> [Goal of the exercise] Extend the article on dyscalculia below, picking up right after its last sentence.

***** Passage for review *****

'For ten years we’ve been trying to get our son to understand that 3+2=5. I'm so relieved that he finally knows it and doesn't count it up' is the response I got from a very relieved parent of a teenager diagnosed with Dyscalculia.
I've never met my student in person, yet I’m unlocking his ability to be confident with numbers. Thanks to technology, not only can Dyscalculics find a specialist in the first place, they can also receive lessons online.
So what exactly is Dyscalculia?
In 2001 the Department of Education and Skills defined it as: “Dyscalculia is a condition that affects the ability to acquire arithmetical skills. Dyscalculic learners may have difficulty understanding simple number concepts, lack an intuitive grasp of numbers, and have problems learning number facts and procedures. Even if they produce a correct answer or use a correct method, they may do so mechanically and without confidence.”
Being bad at maths Vs Dyscalculia
It's estimated that around 5% of the population has Dyscalculia and only a qualified Educational Psychologist should make a formal diagnosis for it. Dyscalculics tend to have poor arithmetic skills and lack of general feel or sense for numbers. They struggle in dealing with money and managing time in their daily lives. Many are also stuck in what Ronit Bird describes as ‘the counting trap’, a self-perpetuating situation where every calculation is done in steps of one. For my student, 3+2 was a fresh calculation to be counted out every single time. The number bonds of five which are embedded and internalised for most of us wasn’t so in his case. Dyscalculics also have poor subitising ability where they cannot instantly recognise and compare quantities in small groups.
Maths can be a black and white subject with no room for error. An almost correct answer is simply not good enough. Repeated failure leads to humiliation in class and learning situations for students at a young age. Then fear takes over and the brain starts to shut down in trying to assimilate any new maths.
Maths consists of many other parts - fractions, geometry, algebra, statistics and probability to name the main ones. Without a thorough grasp of arithmetic, however, someone with Dyscalculia will remain in the dark since maths is a cumulative subject.

***** Information *****

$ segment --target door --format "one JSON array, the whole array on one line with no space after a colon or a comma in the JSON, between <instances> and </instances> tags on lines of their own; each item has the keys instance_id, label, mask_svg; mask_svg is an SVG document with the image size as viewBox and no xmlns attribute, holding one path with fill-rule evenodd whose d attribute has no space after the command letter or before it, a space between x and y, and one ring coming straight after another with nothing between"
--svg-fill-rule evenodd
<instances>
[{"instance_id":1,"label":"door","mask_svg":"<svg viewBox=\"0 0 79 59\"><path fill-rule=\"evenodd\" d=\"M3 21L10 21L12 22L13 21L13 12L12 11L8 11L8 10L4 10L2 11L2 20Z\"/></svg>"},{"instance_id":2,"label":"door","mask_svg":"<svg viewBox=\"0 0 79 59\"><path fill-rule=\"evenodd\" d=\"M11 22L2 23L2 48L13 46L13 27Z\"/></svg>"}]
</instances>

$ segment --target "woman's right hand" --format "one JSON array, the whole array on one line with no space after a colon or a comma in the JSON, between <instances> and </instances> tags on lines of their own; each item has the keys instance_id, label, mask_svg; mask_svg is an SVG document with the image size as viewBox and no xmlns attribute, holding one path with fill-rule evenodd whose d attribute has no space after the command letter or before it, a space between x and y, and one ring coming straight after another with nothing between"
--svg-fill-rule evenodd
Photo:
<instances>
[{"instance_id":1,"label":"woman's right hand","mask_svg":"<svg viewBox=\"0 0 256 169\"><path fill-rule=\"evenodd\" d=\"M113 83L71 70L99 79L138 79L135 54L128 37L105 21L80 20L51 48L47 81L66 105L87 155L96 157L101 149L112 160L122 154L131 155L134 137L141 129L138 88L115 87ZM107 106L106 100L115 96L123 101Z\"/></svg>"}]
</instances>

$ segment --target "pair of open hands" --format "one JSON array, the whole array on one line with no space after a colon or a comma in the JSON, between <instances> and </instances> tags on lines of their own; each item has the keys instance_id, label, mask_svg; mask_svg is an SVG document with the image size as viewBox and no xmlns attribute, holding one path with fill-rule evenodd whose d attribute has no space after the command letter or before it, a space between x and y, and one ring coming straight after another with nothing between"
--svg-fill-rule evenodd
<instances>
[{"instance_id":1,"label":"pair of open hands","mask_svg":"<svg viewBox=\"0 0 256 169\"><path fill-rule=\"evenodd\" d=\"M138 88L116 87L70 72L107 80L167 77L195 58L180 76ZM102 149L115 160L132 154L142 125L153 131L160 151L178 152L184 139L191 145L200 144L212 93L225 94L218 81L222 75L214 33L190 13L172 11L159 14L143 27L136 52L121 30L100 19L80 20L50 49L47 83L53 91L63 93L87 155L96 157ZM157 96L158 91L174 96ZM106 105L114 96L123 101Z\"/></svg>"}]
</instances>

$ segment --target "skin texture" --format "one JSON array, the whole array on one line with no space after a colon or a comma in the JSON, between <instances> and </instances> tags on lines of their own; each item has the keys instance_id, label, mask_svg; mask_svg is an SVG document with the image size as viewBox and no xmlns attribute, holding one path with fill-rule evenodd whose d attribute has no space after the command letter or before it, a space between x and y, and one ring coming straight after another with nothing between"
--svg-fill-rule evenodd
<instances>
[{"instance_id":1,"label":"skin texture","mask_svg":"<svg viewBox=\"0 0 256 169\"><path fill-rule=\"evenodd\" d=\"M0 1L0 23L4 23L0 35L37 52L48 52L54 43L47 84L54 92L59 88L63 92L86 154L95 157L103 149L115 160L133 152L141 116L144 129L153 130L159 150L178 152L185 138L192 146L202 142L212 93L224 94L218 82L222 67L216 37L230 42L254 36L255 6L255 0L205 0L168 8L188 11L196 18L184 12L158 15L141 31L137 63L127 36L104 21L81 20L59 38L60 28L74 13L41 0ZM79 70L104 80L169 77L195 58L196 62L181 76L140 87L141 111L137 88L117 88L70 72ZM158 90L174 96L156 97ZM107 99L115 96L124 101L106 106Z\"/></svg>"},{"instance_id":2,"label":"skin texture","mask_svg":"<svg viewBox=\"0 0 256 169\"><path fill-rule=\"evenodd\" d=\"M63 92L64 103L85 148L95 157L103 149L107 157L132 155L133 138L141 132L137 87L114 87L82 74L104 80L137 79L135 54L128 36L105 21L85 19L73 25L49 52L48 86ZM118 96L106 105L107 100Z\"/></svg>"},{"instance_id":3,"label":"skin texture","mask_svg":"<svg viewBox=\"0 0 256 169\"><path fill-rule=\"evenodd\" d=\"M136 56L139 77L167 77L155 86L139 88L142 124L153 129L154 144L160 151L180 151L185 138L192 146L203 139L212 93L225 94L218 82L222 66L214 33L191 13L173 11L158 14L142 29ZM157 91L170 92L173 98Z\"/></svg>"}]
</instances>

*****

> [Reply to the exercise]
Broadly speaking, fluency with maths exists on a spectrum with Dyscalculia representing an extreme. Students who don’t have Dyscalculia can also struggle with higher maths. For example, if they didn’t thoroughly understand fractions, decimals and proportion at primary, this would affect their secondary maths. This isn’t the same as Dyscalculia, which is lack of number sense, number bonds, etc on a more fundamental level.
The challenge and reward of tutoring Dyscalculia online
After taking Dyscalculia training with Trish Babtie, I took a brave step and went into tutoring it online. I tutored maths and science online before and knew that students were at ease behind a screen without the social pressure of a physical tutor.
This benefitted Dyscalculics who have a lot of anxiety around maths. Dyscalculics learn best through concrete, manipulative material like dice games, Cuisenaire rods, dominos, etc. In person, it's all easy to do, but not so much online.
To replicate this online, I used an innovative two camera system and asked my students to get their own set of hands on concrete material as well. Playing number games with dice and other objects removes a lot of the pressure for students and reframes maths as more of a fun activity.
It's been a godsend to many of my students who couldn't find a local Dyscalculia specialist. I've been able to change the lives of students who've found me from all over the UK and across the globe. I've now tutored it online for over two years and understand the wide spectrum it has with the many case studies I've accumulated. And I'm always in touch with my trainer and other specialists. Dyscalculia is a complex area and needs to be handled in a careful, sensitive and well-calibrated manner. Thanks to the pioneering work using MRI, great progress is being made in its understanding by Professor Brian Butterworth at University College London.
(Picture) manipulative materials - Cuisenaire rods
The online world is simultaneously helping spread awareness of Dyscalculia, for students to find specialists and for them to get lessons from the comfort of their own home. Not only that but the techniques of using concrete and pictorial maths benefits all students.
About the author
After getting a degree and PhD in the UK's most prestigious technology university, Dr Atul Rana worked for Rolls Royce PLC and in the city designing economic software models. He left his city job voluntarily (at a time when people were hanging on to their jobs because of the recession) to tutor children.
He enjoys tutoring because of the difference it can make to children’s lives and their families. Dr Rana has received letters, emails and texts thanking him for the difference he's made to his students' learning. He's inspired by what he learns from being involved with different people and families. He's taught and tutored in state schools, independent schools and even in the Indian village where his grandfather grew up.
He amasses new and fascinating experiences year on year, and things always get better and ever more interesting. With online tuition he is able to connect to different parts of the world in real time.